__Tujuan__.
1 – Sunting kutipan tentang Ustazah Maryanti dengan menulis ulang bagian antara "Kabar tersebut datang saat" dan "10 menit kemudian.", termasuk keduanya, lalu ganti "shelter" dengan "asrama".
2 – Lanjutkan kisah tentang dakwah Ustazah Maryanti di Hong Kong mulai dari kalimat terakhirnya.

__Kutipan Teks__.

>>>

TSIM SHA TSUI, HONG KONG — “Saya terpukul mendengar kabar ayah meninggal dunia. Baru hari ke sepuluh saya bertugas di Hong Kong,” aku Ustazah Maryanti (36), salah satu Daiyah Ambasador Cordofa (Corps Dai Dompet Dhuafa).
Kabar tersebut datang saat ia selesai melakukan ta’lim di Yuen Loong. Perasaan tidak enak, ingin segera pulang ke shelter untuk istirahat. Sesampainya di shelter, kabar tersebut datang 10 menit kemudian.
Namun Ustazah Maryanti memutuskan untuk tetap berada di Hong Kong, dengan tegar ia melanjutkan tugas dakwahnya dan ikhlas merelakan sang ayahanda. Ia ungkapkan, “sebelum berangkat bapak saya bilang bahwa ia senang saya bertugas di Hong Kong. Dapat bermanfaat lebih luas lagi. Insyaa Allah dengan saya di sini, menjadi wasilah pahala mengalir untuk beliau. Jadi untuk apa memperpanjang kesedihan, lebih baik saya tetap doakan beliau”.
Kesempatan yang langka juga sebagai prinsip untuk membuktikan bahwa berdakwah di Hong Kong adalah cara terbaik juga sebagai ladang pahala untuk harapan sang ayahanda, merupakan harapan terbesar pendakwah asal Bekasi, Jawa Barat, tersebut. Selain itu, baru kali ini pula ia berjauhan dengan keluarga. Agar menjaga hubungan, maka tetap rutin berkomunikasi.
“Tidak terbiasa jauh, namun Alhamdulillah, suami dan anak-anak sangat mendukung. Ia juga ingin mewakafkan saya untuk umat, untuk dakwah,” kata Ustadzah Maryanti, saat ditemui pada Kamis (23/5/2019).
Bertugas sejak tanggal 8 Mei 2019, ia akan tempuh selama sebulan. Menurutnya, perbedaan tersebut sudah terlihat. Kondisi signifikan ketika di Indonesia, jama’ah sudah ada, memang siap hadir untuk suatu kajian dakwah. Ia katakan, “Di Hong Kong berbeda, kita yang mengajak atau mencari jama’ahnya. Bahkan lebih menantang ketika menjalankan program Dakwah On The Road, menemui dan mengajak mereka yang bahkan, bahkan belum mengenal mengaji sebelumnya. Dari segi tempat terbatas, di Hong Kong kita lakukan di pinggir pasar, di kolong jembatan, atau di taman”.
Ustadzah Maryanti melihat hal tersebut sebagai tantangan dan merasa bahwa itulah dakwah yang sebenarnya. Tentang menjemput orang agar mendapat hidayah melalui kita, tanpa paksaan.

<<<

__Item yang Diberikan__.
>>>

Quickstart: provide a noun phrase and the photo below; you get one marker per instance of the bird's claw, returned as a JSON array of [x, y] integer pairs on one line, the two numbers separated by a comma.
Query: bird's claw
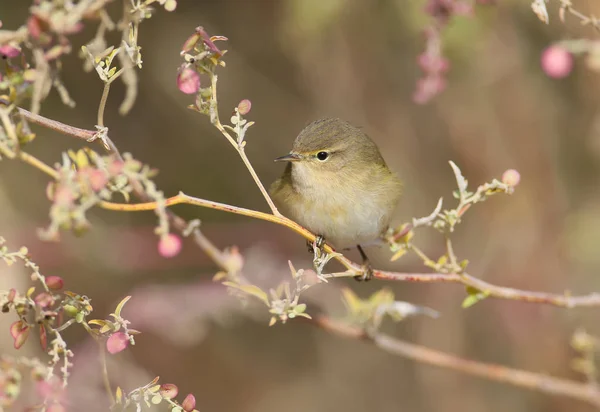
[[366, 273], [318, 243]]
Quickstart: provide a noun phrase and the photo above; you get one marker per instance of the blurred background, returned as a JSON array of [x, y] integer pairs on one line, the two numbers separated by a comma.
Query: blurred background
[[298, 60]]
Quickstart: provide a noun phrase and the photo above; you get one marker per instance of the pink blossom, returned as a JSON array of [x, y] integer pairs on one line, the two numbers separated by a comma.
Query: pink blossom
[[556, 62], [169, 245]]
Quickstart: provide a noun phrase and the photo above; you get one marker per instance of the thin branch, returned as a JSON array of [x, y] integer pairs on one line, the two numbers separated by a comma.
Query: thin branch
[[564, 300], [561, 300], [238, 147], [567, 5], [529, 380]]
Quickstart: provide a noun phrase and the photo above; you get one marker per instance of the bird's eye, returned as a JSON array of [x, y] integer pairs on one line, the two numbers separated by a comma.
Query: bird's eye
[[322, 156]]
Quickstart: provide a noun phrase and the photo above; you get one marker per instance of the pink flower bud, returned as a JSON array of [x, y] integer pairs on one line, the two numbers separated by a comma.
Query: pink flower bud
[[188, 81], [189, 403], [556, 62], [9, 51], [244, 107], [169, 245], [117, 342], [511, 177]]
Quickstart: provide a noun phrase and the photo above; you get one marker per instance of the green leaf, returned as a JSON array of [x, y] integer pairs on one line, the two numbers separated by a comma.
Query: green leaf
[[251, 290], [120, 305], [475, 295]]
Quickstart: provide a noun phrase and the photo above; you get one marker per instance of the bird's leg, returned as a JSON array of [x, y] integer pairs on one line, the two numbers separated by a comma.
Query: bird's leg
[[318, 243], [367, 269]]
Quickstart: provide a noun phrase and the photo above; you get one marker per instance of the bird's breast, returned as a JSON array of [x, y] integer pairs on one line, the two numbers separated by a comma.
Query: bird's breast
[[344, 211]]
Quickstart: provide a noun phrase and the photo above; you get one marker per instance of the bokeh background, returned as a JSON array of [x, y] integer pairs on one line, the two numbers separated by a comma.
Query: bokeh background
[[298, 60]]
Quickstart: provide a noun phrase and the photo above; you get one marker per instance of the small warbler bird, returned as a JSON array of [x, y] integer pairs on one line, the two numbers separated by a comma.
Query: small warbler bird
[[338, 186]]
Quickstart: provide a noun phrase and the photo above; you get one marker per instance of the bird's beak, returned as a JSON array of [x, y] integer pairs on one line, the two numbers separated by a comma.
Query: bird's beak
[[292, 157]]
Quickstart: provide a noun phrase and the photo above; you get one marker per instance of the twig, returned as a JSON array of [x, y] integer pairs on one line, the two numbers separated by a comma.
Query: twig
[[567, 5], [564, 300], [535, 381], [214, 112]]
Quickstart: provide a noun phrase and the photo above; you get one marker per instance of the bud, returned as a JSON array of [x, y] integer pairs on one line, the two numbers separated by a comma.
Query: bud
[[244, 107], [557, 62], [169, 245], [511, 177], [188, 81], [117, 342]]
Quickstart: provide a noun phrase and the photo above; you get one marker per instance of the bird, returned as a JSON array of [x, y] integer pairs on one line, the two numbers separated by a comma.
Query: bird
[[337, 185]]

<<<
>>>

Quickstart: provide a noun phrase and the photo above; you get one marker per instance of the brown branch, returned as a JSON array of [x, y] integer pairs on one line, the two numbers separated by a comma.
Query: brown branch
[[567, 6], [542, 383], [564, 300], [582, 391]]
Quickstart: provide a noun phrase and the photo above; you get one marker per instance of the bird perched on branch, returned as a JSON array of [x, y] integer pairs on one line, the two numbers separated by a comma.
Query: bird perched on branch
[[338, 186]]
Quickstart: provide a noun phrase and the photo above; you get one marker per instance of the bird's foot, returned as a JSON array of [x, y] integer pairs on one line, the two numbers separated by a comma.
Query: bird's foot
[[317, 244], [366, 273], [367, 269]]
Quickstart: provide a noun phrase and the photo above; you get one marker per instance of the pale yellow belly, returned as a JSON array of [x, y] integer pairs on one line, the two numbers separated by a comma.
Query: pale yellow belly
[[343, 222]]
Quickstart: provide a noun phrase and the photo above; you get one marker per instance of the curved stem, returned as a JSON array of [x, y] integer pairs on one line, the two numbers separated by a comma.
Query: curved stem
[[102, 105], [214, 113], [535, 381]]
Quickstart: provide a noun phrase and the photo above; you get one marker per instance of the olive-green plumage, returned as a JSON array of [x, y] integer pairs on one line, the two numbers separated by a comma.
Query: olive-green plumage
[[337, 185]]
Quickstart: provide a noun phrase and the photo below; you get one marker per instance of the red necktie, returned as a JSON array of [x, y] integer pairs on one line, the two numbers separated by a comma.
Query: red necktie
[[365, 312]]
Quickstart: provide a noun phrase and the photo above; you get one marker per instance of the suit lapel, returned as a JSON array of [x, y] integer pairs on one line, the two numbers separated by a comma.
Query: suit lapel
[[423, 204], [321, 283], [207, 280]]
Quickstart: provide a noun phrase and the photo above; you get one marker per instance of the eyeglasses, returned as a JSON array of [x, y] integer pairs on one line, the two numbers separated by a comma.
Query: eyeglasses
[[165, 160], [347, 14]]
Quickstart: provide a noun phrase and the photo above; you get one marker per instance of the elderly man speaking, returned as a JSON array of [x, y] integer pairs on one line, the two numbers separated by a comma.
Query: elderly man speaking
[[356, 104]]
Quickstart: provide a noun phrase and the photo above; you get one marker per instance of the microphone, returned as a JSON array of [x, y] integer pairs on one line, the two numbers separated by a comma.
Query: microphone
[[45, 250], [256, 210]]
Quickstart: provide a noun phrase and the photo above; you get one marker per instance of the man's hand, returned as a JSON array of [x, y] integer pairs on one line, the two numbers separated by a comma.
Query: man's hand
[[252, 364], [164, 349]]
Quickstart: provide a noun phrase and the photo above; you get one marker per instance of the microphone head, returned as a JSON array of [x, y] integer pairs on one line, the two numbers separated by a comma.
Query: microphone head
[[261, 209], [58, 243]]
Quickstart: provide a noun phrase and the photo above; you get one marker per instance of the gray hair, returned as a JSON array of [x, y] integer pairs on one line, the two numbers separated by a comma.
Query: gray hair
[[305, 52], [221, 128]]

<<<

__Jawaban Tiap Tugas__.
1 –
Kabar tersebut datang saat ia selesai melakukan ta’lim di Yuen Loong. Perasaan tidak enak, ingin segera pulang ke asrama untuk istirahat. Sesampainya di asrama, kabar tersebut datang 10 menit kemudian.

2 –
“Kita adalah seorang dai sebelum kita menjadi apapun. Saya merasa seringkali Allah SWT memberi hidayah dan kemudahan dalam hidup. Contoh kecilnya adalah dari kuliah gratis, bahkan dibayar. Pengorbanannya juga luar biasa bagi wanita, kuliah tapi harus meninggalkan anak-anak di rumah. Maka bagi saya akan sangat murah ketika ilmu hanya untuk dunia. Saya niatkan mewakafkan ilmu untuk berdakwah,” ujar Ustadzah Maryanti.
Bergabung dengan Dompet Dhuafa melalui mengajukan diri untuk program dakwah Dai Ambassador. Setelah mengikuti rangkaian seleksi, Ustadzah Maryanti lolos untuk ditugaskan ke Hong Kong. Dari 29 Dai, terdapat 2 Daiyah, khusus untuk Hong Kong dan Macau. Karena permasalahannya kompleks dengan para Buruh Migran Indonesia (BMI).
“Maka dibutuhkan Daiyah untuk lebih mengayomi perempuan. Agar lebih terbuka ketika mengungkapkan masalah, berbeda jika bertanya pada ustadz. Jadi kurang tebuka jika mencurahkan masalah rumah tangga, solusi agar tetap utuh walau berjauhan, juga masalah anak,” lanjutnya.
Ia juga melihat para BMI di Hong Kong adalah wanita hebat yang luar biasa. Bahkan rela mengubah kodrat dari tulang rusuk menjadi tulang punggung. Mereka berpikir agar anak-anaknya kelak dapat sekolah yang tinggi dan memenuhi kebutuhan keluarga.
“Saya lihat mereka itu sebagai srikandi-srikandi Indonesia. Namun tentang sedekah dan zakat, mereka untuk mengeluarkan sesuatu itu tidak sulit. Karena mungkin mereka punya uang dan hatinya mudah tersentuh, akhirnya mudah mengeluarkan rezekinya,” aku Ustadzah Maryanti. (Dompet Dhuafa/Dhika Prabowo)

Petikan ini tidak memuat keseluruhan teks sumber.